== Problem statement ==
Type the records out again in full, exactly.

== Dataset entries ==

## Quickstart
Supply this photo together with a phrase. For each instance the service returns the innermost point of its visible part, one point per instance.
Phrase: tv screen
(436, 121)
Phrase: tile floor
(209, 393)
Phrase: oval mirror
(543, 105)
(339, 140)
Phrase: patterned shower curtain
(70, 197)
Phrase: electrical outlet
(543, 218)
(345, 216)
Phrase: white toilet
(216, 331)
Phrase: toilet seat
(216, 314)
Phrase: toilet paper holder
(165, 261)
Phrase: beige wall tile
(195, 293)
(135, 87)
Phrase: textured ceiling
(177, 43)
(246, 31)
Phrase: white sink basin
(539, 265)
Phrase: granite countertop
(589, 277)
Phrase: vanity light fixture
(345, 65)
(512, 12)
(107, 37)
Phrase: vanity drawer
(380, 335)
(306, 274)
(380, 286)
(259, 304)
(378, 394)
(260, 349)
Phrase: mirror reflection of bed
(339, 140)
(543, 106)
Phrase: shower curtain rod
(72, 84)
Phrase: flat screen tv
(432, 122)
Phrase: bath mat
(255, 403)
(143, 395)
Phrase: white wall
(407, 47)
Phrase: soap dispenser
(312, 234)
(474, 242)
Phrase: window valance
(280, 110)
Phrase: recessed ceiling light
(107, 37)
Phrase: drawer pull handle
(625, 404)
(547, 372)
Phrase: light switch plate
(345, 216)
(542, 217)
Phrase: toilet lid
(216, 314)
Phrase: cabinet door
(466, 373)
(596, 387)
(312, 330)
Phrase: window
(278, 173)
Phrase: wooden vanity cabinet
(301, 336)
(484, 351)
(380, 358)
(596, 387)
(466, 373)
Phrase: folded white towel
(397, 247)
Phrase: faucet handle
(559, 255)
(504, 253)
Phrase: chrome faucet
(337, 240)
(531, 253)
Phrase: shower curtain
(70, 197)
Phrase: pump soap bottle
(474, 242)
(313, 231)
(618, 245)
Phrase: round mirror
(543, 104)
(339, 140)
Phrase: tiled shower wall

== Answer section ==
## Quickstart
Supply this photo together with a phrase. For each instance the service returns the innermost point of its visible part, one point per instance.
Phrase: tv screen
(436, 121)
Phrase: tile floor
(209, 393)
Phrase: oval mirror
(543, 105)
(339, 140)
Phrase: patterned shower curtain
(70, 197)
Phrase: electrical outlet
(543, 218)
(345, 216)
Phrase: white toilet
(216, 331)
Phrase: toilet seat
(216, 314)
Phrase: toilet paper holder
(165, 261)
Phrase: beige wall tile
(195, 293)
(135, 87)
Phrase: textured ceiling
(177, 43)
(246, 31)
Phrase: white sink basin
(539, 265)
Phrase: granite countertop
(589, 277)
Phrase: vanity light fixture
(345, 65)
(512, 12)
(107, 37)
Phrase: vanity drawer
(380, 335)
(306, 274)
(380, 286)
(259, 304)
(378, 394)
(260, 349)
Phrase: mirror reflection of bed
(339, 140)
(543, 106)
Phrase: shower curtain rod
(72, 84)
Phrase: flat screen tv
(432, 122)
Phrase: bath mat
(255, 403)
(143, 395)
Phrase: white wall
(407, 47)
Phrase: soap dispenser
(312, 234)
(474, 242)
Phrase: window valance
(280, 110)
Phrase: recessed ceiling light
(107, 37)
Phrase: drawer pull handle
(625, 404)
(547, 372)
Phrase: light switch plate
(345, 216)
(542, 217)
Phrase: toilet lid
(216, 314)
Phrase: cabinet door
(466, 373)
(596, 387)
(312, 330)
Phrase: window
(278, 173)
Phrase: wooden vanity cabinet
(301, 336)
(484, 351)
(380, 358)
(596, 387)
(466, 373)
Phrase: folded white towel
(397, 247)
Phrase: faucet handle
(559, 255)
(504, 253)
Phrase: chrome faucet
(337, 240)
(531, 253)
Phrase: shower curtain
(70, 197)
Phrase: pump soap bottle
(474, 242)
(313, 231)
(618, 245)
Phrase: round mirror
(543, 104)
(339, 140)
Phrase: tiled shower wall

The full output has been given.